> **SHORT EXERCISE**
In the records below, report every line that contains the word "lens", copying each line in full.

> **RECORDS SHOWN**

* Begin *

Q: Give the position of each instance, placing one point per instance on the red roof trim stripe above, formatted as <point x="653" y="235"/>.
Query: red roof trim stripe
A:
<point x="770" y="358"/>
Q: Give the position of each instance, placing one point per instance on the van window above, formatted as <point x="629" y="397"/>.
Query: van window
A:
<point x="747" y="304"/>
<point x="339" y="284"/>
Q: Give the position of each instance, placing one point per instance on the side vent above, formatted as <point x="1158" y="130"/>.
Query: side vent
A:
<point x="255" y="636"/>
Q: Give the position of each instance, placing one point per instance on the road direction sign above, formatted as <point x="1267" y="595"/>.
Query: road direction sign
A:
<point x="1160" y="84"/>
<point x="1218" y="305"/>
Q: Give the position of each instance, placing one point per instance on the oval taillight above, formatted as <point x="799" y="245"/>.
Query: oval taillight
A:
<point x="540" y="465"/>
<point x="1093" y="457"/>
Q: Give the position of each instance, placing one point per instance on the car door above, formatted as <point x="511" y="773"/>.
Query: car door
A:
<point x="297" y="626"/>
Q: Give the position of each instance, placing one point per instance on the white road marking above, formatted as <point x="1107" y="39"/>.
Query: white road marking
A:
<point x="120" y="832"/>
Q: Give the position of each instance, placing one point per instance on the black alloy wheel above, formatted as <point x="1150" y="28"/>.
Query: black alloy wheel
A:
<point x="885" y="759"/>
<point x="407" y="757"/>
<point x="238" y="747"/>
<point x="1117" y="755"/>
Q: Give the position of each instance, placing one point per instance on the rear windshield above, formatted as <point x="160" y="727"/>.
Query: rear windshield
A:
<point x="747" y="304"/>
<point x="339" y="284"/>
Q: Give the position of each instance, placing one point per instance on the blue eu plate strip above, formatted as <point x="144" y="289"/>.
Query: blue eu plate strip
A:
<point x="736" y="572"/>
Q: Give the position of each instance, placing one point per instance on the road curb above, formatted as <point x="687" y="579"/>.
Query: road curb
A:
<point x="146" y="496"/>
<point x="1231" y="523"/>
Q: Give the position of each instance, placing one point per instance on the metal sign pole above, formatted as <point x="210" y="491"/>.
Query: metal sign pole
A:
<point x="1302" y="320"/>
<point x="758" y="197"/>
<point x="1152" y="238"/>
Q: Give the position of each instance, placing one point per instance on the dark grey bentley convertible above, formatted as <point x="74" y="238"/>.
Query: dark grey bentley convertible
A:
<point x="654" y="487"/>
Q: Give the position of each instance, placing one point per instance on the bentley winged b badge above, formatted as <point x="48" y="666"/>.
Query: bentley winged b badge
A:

* End *
* Begin *

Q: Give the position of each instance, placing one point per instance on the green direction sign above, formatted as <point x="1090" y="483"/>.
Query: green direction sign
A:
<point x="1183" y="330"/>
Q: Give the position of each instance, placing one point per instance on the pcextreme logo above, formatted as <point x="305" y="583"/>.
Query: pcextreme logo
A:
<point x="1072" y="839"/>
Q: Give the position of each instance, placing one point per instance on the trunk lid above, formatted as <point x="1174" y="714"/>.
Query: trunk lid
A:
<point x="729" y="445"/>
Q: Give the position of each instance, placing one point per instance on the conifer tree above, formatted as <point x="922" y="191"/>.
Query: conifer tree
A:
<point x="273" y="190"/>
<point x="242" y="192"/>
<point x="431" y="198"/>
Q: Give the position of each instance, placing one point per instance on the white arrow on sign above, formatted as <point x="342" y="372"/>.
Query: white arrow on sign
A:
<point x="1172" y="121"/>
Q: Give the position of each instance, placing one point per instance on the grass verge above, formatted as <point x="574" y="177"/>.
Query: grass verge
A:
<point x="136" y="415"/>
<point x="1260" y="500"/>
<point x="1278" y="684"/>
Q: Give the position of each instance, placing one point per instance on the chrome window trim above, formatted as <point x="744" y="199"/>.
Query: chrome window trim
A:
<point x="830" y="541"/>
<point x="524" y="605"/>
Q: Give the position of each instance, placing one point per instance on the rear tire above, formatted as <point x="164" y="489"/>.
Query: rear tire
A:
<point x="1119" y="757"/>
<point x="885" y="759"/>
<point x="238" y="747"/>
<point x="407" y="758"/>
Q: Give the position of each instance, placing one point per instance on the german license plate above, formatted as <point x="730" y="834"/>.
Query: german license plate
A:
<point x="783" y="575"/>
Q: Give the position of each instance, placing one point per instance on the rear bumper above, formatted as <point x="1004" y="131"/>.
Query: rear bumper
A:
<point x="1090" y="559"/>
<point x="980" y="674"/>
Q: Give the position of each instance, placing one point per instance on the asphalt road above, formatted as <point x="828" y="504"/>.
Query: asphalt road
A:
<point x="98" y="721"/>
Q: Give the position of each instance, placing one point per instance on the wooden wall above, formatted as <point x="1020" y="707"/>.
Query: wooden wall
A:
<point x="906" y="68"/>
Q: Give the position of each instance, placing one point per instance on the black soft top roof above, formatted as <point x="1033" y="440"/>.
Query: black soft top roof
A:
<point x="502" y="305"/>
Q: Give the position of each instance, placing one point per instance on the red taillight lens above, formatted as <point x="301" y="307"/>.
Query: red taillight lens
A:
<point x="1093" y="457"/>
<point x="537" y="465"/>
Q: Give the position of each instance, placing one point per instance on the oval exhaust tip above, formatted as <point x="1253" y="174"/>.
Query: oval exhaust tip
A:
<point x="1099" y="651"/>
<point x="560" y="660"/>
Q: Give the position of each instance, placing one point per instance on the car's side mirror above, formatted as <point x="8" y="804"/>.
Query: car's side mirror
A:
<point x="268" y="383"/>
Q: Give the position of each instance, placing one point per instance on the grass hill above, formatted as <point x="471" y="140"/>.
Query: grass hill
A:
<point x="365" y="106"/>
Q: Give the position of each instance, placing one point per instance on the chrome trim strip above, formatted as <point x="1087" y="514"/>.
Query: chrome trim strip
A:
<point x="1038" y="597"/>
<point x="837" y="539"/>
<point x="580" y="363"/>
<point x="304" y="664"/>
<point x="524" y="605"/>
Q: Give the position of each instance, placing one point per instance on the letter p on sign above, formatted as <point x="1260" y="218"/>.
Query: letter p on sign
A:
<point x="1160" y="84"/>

* End *
* Begin *

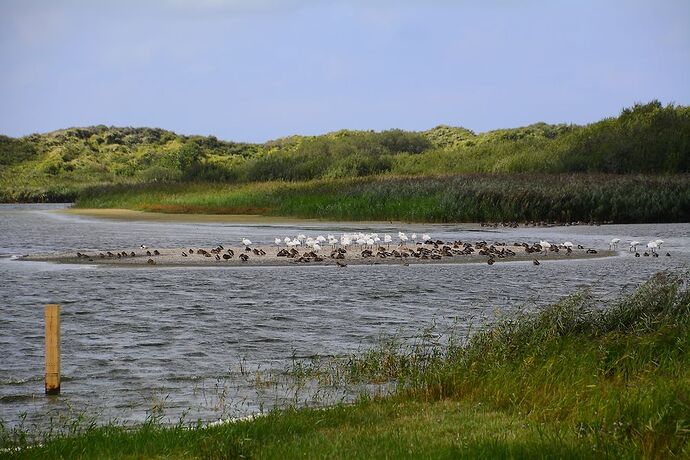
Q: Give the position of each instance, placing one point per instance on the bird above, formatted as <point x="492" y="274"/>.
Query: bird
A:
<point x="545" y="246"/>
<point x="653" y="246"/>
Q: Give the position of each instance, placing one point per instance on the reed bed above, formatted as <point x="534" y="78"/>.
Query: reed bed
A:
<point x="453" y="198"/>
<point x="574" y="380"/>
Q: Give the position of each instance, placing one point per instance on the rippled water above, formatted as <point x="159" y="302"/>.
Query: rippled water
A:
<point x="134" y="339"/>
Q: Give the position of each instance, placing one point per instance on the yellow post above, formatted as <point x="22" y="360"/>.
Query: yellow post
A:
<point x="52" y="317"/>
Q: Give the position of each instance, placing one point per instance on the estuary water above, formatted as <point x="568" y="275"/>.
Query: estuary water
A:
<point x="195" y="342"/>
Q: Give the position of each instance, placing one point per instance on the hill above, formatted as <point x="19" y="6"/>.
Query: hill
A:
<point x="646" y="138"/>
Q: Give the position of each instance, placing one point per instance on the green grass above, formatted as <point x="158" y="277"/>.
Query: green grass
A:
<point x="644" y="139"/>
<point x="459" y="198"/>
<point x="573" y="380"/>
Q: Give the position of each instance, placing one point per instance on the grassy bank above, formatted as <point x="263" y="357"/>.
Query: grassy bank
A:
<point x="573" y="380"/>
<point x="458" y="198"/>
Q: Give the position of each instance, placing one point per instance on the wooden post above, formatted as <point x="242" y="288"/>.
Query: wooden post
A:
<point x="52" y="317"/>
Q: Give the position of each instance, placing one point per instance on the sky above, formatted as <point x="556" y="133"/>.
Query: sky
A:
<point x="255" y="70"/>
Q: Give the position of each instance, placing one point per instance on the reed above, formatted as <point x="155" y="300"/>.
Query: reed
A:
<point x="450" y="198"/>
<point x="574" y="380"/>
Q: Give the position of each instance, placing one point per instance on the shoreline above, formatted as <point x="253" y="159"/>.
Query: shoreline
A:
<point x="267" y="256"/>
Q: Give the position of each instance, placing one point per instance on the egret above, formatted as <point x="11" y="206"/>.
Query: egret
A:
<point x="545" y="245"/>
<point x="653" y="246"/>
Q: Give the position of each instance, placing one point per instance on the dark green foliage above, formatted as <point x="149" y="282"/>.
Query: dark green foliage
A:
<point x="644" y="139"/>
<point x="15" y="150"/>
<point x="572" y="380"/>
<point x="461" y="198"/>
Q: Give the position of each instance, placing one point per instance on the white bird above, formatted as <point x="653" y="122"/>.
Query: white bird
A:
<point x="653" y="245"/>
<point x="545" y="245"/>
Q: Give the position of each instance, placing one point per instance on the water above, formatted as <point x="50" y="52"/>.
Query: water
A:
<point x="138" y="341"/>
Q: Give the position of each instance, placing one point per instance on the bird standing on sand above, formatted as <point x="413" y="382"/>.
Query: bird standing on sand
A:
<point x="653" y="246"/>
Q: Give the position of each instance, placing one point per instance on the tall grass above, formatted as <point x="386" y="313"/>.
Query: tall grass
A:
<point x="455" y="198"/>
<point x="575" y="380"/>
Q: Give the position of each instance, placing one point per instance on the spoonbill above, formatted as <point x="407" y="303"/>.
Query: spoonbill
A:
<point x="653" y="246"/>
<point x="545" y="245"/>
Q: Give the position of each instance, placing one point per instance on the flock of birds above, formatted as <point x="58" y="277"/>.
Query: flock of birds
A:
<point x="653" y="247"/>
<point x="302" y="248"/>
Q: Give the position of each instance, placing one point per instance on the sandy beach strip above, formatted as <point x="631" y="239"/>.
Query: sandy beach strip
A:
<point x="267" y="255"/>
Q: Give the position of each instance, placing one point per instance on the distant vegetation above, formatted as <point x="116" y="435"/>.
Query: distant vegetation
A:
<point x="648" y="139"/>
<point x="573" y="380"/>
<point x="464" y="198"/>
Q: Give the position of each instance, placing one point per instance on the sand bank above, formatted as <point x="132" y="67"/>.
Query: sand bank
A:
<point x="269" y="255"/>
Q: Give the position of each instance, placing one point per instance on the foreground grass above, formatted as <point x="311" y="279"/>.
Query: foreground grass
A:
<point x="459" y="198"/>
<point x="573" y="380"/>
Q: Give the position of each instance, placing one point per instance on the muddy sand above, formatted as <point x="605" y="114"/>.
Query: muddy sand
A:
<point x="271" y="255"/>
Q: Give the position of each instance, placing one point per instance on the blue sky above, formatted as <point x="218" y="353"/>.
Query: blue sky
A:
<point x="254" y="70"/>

* End *

> **EXERCISE SOLUTION**
Q: Give the position of each instance, placing one point per instance on the red taillight lens above, formatted as <point x="301" y="307"/>.
Query: red taillight lens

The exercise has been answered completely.